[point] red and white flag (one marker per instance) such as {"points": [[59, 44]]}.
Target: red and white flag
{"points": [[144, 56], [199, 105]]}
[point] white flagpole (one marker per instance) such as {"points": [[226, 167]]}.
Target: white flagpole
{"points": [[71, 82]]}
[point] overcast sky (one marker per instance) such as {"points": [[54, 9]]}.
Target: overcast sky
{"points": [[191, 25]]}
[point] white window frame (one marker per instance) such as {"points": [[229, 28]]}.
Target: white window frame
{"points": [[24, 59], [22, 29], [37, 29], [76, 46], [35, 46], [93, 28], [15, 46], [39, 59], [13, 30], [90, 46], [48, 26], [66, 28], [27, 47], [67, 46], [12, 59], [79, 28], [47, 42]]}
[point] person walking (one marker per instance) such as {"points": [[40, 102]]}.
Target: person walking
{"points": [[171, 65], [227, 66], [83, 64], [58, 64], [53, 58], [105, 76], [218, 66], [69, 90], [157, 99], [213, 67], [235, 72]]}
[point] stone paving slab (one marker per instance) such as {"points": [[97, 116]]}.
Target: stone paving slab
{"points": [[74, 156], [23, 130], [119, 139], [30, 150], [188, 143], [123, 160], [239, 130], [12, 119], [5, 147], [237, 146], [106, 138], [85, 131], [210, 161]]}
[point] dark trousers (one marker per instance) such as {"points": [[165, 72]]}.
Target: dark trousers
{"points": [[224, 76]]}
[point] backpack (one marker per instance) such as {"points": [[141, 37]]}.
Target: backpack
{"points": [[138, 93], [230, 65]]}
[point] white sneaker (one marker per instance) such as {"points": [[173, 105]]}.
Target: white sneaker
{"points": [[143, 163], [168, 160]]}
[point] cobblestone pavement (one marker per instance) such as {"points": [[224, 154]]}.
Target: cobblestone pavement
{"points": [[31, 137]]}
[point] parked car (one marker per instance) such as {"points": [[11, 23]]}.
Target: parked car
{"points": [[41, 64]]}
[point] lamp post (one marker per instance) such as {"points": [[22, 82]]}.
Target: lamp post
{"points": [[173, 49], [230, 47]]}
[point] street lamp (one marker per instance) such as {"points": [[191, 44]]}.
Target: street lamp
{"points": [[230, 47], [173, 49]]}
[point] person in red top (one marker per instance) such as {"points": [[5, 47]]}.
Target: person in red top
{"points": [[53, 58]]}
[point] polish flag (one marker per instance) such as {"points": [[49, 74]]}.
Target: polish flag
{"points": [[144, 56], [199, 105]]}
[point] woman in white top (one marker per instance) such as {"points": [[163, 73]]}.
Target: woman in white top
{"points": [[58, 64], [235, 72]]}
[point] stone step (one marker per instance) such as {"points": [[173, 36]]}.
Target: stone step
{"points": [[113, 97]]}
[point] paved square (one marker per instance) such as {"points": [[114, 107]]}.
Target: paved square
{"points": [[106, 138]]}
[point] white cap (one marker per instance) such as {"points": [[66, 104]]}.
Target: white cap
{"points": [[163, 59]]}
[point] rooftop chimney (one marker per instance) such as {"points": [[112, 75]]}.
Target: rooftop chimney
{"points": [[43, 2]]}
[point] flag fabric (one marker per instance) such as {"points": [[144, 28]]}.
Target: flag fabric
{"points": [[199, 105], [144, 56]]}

The task → Word for word, restate the lines above.

Completed task →
[point] red and white flag (one marker per instance) such as {"points": [[59, 44]]}.
Target: red and white flag
{"points": [[144, 56], [199, 105]]}
[point] white flagpole (one marker per instance) such as {"points": [[226, 167]]}.
Target: white flagpole
{"points": [[71, 82]]}
[point] overcast sky (one marker per instance) such as {"points": [[54, 9]]}.
Target: overcast sky
{"points": [[191, 25]]}
[point] white window frame (one marker per instance) such as {"points": [[229, 28]]}.
Target: white window frame
{"points": [[24, 59], [22, 29], [37, 29], [76, 46], [35, 46], [93, 28], [15, 46], [39, 59], [13, 30], [90, 46], [48, 26], [66, 28], [27, 47], [67, 46], [12, 59], [79, 28], [47, 42]]}
[point] person walking (one marker per instance) such as {"points": [[40, 102]]}.
Target: person walking
{"points": [[171, 65], [227, 66], [83, 64], [58, 64], [53, 58], [105, 76], [218, 66], [69, 90], [157, 99], [213, 67], [235, 72]]}
[point] stone paving slab (one marker per instance) such as {"points": [[97, 116]]}.
Target: stone paving slab
{"points": [[74, 156], [23, 130], [119, 139], [30, 150], [188, 143], [123, 160], [239, 130], [12, 119], [5, 147], [237, 146], [106, 138], [85, 131], [210, 161]]}
[point] dark trousers (one marker per instance) such as {"points": [[165, 72]]}.
Target: dark trousers
{"points": [[224, 76]]}
[point] backpack (one marker per instance) such as {"points": [[141, 37]]}.
Target: backpack
{"points": [[138, 93], [230, 65]]}
[point] white sneaker (one marker per instance) such as {"points": [[173, 105]]}.
Target: white sneaker
{"points": [[143, 163], [168, 160]]}
[point] cobblestone pavement (one marker per instance) such as {"points": [[224, 154]]}.
Target: cobblestone pavement
{"points": [[31, 137]]}
[point] parked car (one marker per instance) such as {"points": [[11, 23]]}.
Target: parked car
{"points": [[41, 64]]}
[point] lamp post (one marker per instance) such as {"points": [[22, 82]]}.
Target: lamp post
{"points": [[173, 49], [230, 47]]}
[point] street lamp (one marker per instance) such as {"points": [[191, 44]]}.
Target: street lamp
{"points": [[230, 47], [173, 49]]}
[point] person in red top (one marker per instance) such as {"points": [[5, 47]]}.
Target: person in red top
{"points": [[53, 58]]}
[point] polish flag (one marker per instance) such as {"points": [[49, 74]]}.
Target: polish flag
{"points": [[144, 56], [199, 105]]}
[point] woman in white top (one marker per instance) such as {"points": [[163, 73]]}.
Target: woman in white top
{"points": [[58, 64], [235, 72]]}
[point] stone step (one marker per instance) such as {"points": [[173, 36]]}.
Target: stone step
{"points": [[113, 97]]}
[point] paved square (one marker per instance) such as {"points": [[114, 107]]}.
Target: paved square
{"points": [[106, 138]]}
[point] white cap (one marker per instance) such as {"points": [[66, 104]]}.
Target: white cap
{"points": [[163, 59]]}
[point] rooftop chimney (one marker per instance) such as {"points": [[112, 75]]}.
Target: rooftop chimney
{"points": [[43, 2]]}
[point] flag fabric (one marker per instance) such as {"points": [[144, 28]]}.
Target: flag fabric
{"points": [[199, 105], [144, 56]]}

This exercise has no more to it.